§ **Work task**: An exact copy of every record below is needed, with all pictures removed.

§ **Supplied material**:
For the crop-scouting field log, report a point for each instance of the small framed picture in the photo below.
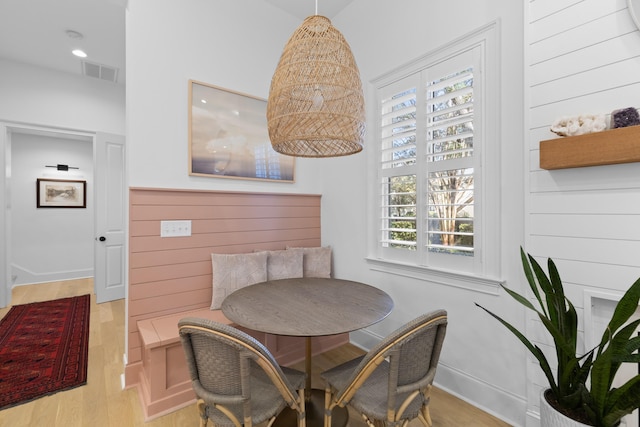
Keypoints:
(61, 193)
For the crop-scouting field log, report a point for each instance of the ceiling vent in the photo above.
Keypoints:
(99, 71)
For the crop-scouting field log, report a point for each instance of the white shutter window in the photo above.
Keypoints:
(449, 156)
(437, 189)
(398, 171)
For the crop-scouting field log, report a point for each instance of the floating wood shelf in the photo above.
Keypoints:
(608, 147)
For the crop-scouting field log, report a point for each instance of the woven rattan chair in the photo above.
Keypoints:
(235, 378)
(390, 385)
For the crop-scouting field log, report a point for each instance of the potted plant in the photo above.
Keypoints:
(581, 387)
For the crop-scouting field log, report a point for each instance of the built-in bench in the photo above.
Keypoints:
(164, 383)
(172, 278)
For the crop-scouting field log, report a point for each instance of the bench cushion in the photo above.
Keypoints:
(231, 272)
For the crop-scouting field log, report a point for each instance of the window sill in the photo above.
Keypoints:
(448, 278)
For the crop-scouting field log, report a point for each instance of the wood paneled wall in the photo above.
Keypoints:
(173, 274)
(583, 58)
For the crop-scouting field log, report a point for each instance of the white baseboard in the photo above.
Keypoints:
(495, 401)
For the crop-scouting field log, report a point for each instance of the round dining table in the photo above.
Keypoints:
(308, 307)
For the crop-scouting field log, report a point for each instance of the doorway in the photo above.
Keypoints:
(54, 243)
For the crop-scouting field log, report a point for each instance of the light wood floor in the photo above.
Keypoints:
(102, 402)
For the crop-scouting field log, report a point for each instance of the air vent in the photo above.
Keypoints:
(98, 71)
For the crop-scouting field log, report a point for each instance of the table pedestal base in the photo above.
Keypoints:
(314, 409)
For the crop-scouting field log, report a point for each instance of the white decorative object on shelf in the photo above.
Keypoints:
(634, 11)
(579, 125)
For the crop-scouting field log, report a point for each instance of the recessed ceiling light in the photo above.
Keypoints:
(74, 34)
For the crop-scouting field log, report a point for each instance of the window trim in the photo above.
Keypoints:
(488, 265)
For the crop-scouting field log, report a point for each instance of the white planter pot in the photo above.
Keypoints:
(549, 417)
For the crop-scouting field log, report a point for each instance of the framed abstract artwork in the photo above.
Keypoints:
(228, 137)
(61, 193)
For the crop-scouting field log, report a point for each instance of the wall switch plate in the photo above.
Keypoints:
(175, 228)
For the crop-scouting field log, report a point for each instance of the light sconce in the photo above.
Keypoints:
(316, 105)
(61, 167)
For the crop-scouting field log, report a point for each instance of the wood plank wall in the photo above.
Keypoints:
(583, 58)
(170, 275)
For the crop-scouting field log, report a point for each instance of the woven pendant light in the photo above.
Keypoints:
(316, 106)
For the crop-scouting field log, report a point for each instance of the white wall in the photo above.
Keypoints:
(480, 360)
(49, 98)
(583, 59)
(235, 44)
(49, 244)
(46, 98)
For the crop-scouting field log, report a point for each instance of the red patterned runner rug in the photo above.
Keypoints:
(43, 349)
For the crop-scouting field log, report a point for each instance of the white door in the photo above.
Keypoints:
(110, 241)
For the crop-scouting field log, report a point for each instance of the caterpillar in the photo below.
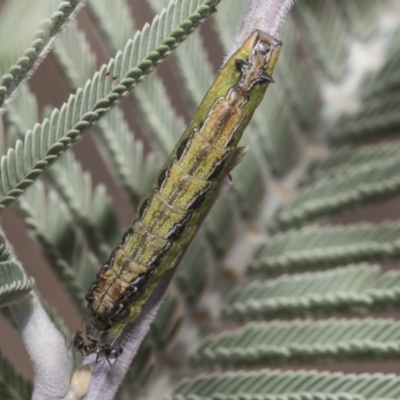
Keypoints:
(168, 217)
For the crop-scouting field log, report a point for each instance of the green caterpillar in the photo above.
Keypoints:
(169, 216)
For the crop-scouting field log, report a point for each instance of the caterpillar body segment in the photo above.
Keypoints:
(169, 216)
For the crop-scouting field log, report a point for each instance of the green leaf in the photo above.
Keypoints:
(333, 195)
(348, 290)
(301, 342)
(37, 50)
(268, 382)
(13, 386)
(316, 248)
(85, 107)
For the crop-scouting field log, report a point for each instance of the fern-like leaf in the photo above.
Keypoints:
(46, 142)
(349, 290)
(315, 248)
(261, 344)
(37, 50)
(13, 386)
(268, 382)
(337, 194)
(47, 219)
(90, 207)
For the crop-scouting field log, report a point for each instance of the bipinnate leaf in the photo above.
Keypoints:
(296, 342)
(13, 386)
(14, 284)
(22, 165)
(43, 40)
(265, 383)
(317, 248)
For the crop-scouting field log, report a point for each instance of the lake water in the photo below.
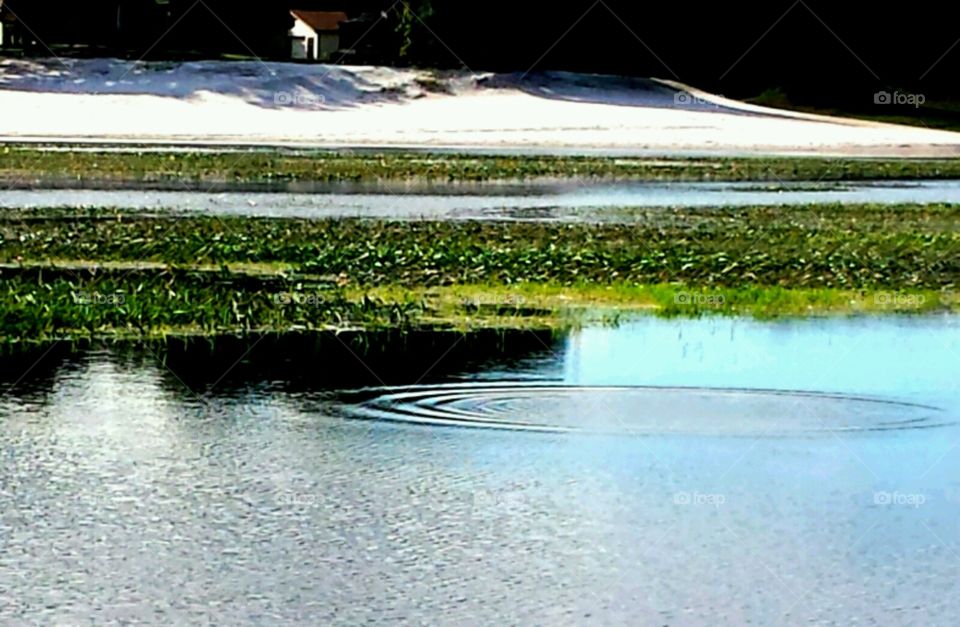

§ **Response**:
For the crop-scouting field log, report a point for each instance of the small framed picture in the photo below.
Keypoints:
(61, 193)
For the crop-scouting field log, report a point for each instance of the ceiling vent in the photo above.
Keypoints:
(99, 71)
For the crop-scouting field log, report a point for each instance of the white shutter window in the photo above.
Keypoints:
(449, 156)
(437, 189)
(398, 171)
For the crop-scouting field log, report a point for each instance of the floating wood shelf in the photo above.
Keypoints:
(608, 147)
For the crop-scouting field log, report a point for each instance of the woven rattan chair in the photo above.
Keypoints:
(235, 378)
(390, 385)
For the crop-scouting field log, report a point for each instance of the potted plant in the photo above.
Keypoints:
(581, 387)
For the crop-scouting field log, report a point for each instance of the built-in bench in the photo above.
Keypoints:
(164, 383)
(172, 278)
For the crop-scouting field log, report a point for each instance of the bench cushion in the photo above.
Keypoints:
(231, 272)
For the crop-scouting field log, report a point for each instance of the window sill in the photo above.
Keypoints:
(448, 278)
For the crop-scouting field log, report a point for each instance of the wood paneled wall in the photo above.
Keypoints:
(173, 274)
(583, 58)
For the crop-scouting field log, report a point for each instance of the white baseboard in the photo above.
Keypoints:
(495, 401)
For the crop-scouting field log, report a point for each instance of the round dining table in the photo above.
Keypoints:
(308, 307)
For the crop-scouting field log, report a point for each instance of the doorway in the photo above.
Keypoints:
(54, 243)
For the crop-scouting field log, report a point for each instance of the light wood floor in the photo above.
Keypoints:
(102, 402)
For the crop-scouting field log, report a point for each instance of the air vent in the photo above.
Keypoints:
(98, 71)
For the crop-scouting field log, report a point for each instance of the table pedestal base in the photo above.
Keypoints:
(314, 409)
For the crop-scouting field log, report a point for each instance of the white decorative object on shelf in the photo above.
Keypoints:
(634, 11)
(579, 125)
For the crop-scouting field log, report a point for each instance of the recessed ceiling light in the photo above.
Keypoints:
(74, 34)
For the crop-scouting field log, report a point for each instance of the window trim in the photo above.
Keypoints:
(488, 265)
For the crop-scouting field log, report a point for each instance of the white planter pot in the photo above.
Keypoints:
(549, 417)
For the crop-scouting field log, report a point for each instance of the framed abstract artwork in the photo above.
Keypoints:
(228, 137)
(61, 193)
For the crop-scouting field log, report a point for each instance of the wall switch plate in the photo above.
Keypoints:
(175, 228)
For the crop-scouting field log, report a point for each instance of the light sconce in the photo above.
Keypoints:
(316, 105)
(61, 167)
For the crop-scouting field log, report a point for each instance of the wood plank wall in the photo above.
Keypoints:
(583, 58)
(170, 275)
For the crop-scouting field log, report a point for each instance of the woven pendant light in the photo above.
Keypoints:
(316, 106)
For the crop-scouting field log, report a point for each instance of the white wall in the photo above.
Keypoints:
(480, 360)
(49, 98)
(583, 59)
(235, 44)
(49, 244)
(46, 98)
For the crop-scouting field log, report a point for each instance of the red patterned runner rug in the photo above.
Keypoints:
(43, 349)
For the crop-scouting field log, report a point for each instance of the white door in the photo above.
Keypoints:
(110, 241)
For the crop-scouting field log, report a point for each instance of the caterpillar in the photo below.
Keypoints:
(168, 217)
For the crop-scouting field log, report a point for each instance of the green caterpillar in the photo above.
Keypoints:
(169, 216)
For the crop-scouting field log, report a point for each instance of the caterpillar body segment in the photo above.
Keypoints:
(169, 216)
For the crop-scouting field log, report a point for each instance of the green leaf in the photo above.
Keypoints:
(333, 195)
(348, 290)
(301, 342)
(37, 50)
(268, 382)
(13, 386)
(316, 248)
(85, 107)
For the crop-scouting field log, report a point for each instance of the fern-like leaf in the photo above.
Keypoints:
(46, 142)
(349, 290)
(315, 248)
(261, 344)
(37, 50)
(13, 386)
(268, 382)
(337, 194)
(47, 219)
(90, 207)
For the crop-scouting field log, report a point for each instance of the bipinnate leaf in the photo above.
Keypoints:
(296, 342)
(13, 386)
(14, 284)
(22, 165)
(43, 40)
(265, 383)
(317, 248)
For the crop-scouting field log, report a point for each instance of the lake water in the photo below.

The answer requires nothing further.